What the task requires
Transcribe only the last portion of the material: exactly the lines from the one with "of the green" through the end, inclusive.

The data
-- Opening Marker --

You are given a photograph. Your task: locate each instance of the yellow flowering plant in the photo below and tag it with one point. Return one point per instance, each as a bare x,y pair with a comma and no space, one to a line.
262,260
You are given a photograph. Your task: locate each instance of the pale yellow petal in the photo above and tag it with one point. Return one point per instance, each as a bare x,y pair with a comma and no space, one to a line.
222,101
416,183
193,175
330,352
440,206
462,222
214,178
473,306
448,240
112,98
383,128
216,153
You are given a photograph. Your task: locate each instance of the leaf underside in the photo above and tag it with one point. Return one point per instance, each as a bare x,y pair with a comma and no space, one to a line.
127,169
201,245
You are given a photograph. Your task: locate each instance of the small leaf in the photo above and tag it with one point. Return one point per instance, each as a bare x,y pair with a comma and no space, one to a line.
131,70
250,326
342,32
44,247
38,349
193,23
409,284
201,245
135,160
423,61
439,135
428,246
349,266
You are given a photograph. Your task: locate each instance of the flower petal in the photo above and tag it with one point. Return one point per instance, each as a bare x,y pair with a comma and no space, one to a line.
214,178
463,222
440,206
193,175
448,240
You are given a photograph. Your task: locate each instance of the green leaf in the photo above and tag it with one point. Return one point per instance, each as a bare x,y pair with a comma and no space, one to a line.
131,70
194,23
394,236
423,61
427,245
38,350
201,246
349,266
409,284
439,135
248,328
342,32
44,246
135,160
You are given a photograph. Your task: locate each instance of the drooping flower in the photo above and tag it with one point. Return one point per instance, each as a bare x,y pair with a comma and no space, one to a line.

-- Closing Marker --

Solved problem
You are given a photograph. Your task: locate each instance of the green leaf in the photo above and tag it with one point. Return one point per instance, each as a bare x,y pair with a comma and no space, one to a line.
131,70
194,23
394,236
423,61
427,245
38,350
201,246
349,266
409,284
439,135
248,328
342,32
44,246
135,160
You are given a photograph. Your task: locate each instance of the drooping flower in the photo above and tag it with one point. Return one point per instance, each as a bare x,y pair with a comma and no space, one to a line.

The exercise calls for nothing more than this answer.